**TEXTO DE LEITURA**
------------

Taxas de juros e orgia financeira

A recente turbulência no sistema financeiro mundial, decorrente dos graves desequilíbrios econômicos dos EUA, foi a justificativa para a retraída decisão da última reunião do Comitê de Política Monetária do Banco Central. O Copom desacelerou o ritmo

Os últimos três cortes foram de 0,75%. Embora mais tímida, a queda recente dá algum fôlego à economia, ao baratear o crédito, incentivar o consumo e impulsionar produção, gerando mais emprego e renda. Mas ela também revela os limites da atual política macroeconômica, que entrava um maior crescimento do país.
A reação à decisão do Copom não causou surpresa: a oligarquia financeira comemorou a “cautela”, afinal ela enriquece exatamente com a especulação; já o setor produtivo e as entidades de trabalhadores chiaram. A CUT criticou a queda “irrisória” e cobrou urgência em “cortes mais expressivos”. A nota assinada pelo presidente da central, João Felício, ataca “a estratosférica taxa de juros de 15,25% ao ano que representa, na prática, uma política que atenta contra o pleno desenvolvimento do mercado interno, que necessita de estímulo para crescer, gerar emprego e renda”. A Confederação Nacional das Indústrias também criticou a timidez do corte e aproveitou para barganhar compensações mesquinhas, como uma maior isenção fiscal.


 



A exemplo do setor ruralista, que bloqueou estradas, satanizou o governo Lula e arrancou a renegociação de parte de suas dívidas, agora é o lobby da indústria que reivindica um terceiro socorro fiscal do governo em menos de seis anos – após o Refis de 2000 e o Paes de 2003. A nova equipe do Ministério da Fazenda discorda da anistia. Em reunião ocorrida em 30 de maio na CNI, o ministro Guido Mantega explicitou sua oposição ao perdão das dívidas. Mas os empresários não desistem e o seu poder de pressão, como se sabe, é violento. Eles só gostam de falar em “respeito aos contratos” quando não afeta seus interesses!


 



Paraíso da especulação


 


Apesar da “cautela” no corte dos juros, que reforça a tese das vulnerabilidades da economia brasileira, o presidente Lula poderá anunciar na próxima reunião do Copom, em 19 de julho, uma nova vitória do seu governo: a menor taxa de juros da história recente, inferior a 15% ao ano. Será um fato inédito desde a criação do Copom, há dez anos, e mais um trunfo eleitoral do governo Lula, para o desespero da oposição liberal-conservadora. O anúncio do IBGE, no mesmo dia, de que o Produto Interno Bruto cresceu 1,4% no primeiro trimestre também caiu como bomba no comando de campanha de Geraldo Alckmin. Segundo projeções, se este ritmo fosse mantido, o PIB cresceria 5,6% em 2006 – um recorde nos últimos anos.

------------

**ITENS ARMAZENADOS**
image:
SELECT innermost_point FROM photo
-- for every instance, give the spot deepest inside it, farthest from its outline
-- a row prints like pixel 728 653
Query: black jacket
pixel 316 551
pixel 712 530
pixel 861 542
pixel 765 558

------------

**EXERCÍCIOS PROPOSTOS**
• a. Traduza para o inglês a frase "A nova equipe do Ministério da Fazenda discorda da anistia.", do texto sobre taxas de juros.
• b. Continue o texto sobre taxas de juros a partir da última frase apresentada.

**RESULTADOS**
• a. The new team at the Ministry of Finance disagrees with the amnesty.

• b.
 



Tais fatos, porém, não devem gerar euforia. A instabilidade na economia mundial permanece e o Brasil, apesar de menos vulnerável, ainda pode ser contagiado. Uma gripe nos EUA causa tuberculose nos países que dependem dos capitais voláteis! O triste reinado de FHC desregulou totalmente o sistema financeiro, transformando o país num paraíso da especulação. E o governo Lula não enfrentou este grave problema, adotando inclusive algumas medidas que desregulamentaram ainda mais o setor. Agora mesmo o Senado discute a MP no 281, que isenta do Imposto de Renda os estrangeiros que detêm títulos da dívida pública.


 



Editada em 14 de fevereiro, esta medida provisória agravou a vulnerabilidade do país e expôs o cambio às pressões externas, como ficou provado no auge da recente crise financeira. Já para os especuladores, que não tem compromissos com a nação, a MP foi uma benção divina. Em março e abril, meses posteriores à isenção tributária, os rentistas compraram US$ 4,6 bilhões em títulos públicos. O poder de sedução desta MP é impressionante: em todo ano de 2005, os estrangeiros gastaram US$ 689 milhões em títulos públicos; em 2004, US$ 101 milhões; e em 2003, US$ 272 milhões. Da mesma forma como este capital entra fácil, ele sai rápido – daí o apelido de capital motel, que gera instabilidade e tensão na economia.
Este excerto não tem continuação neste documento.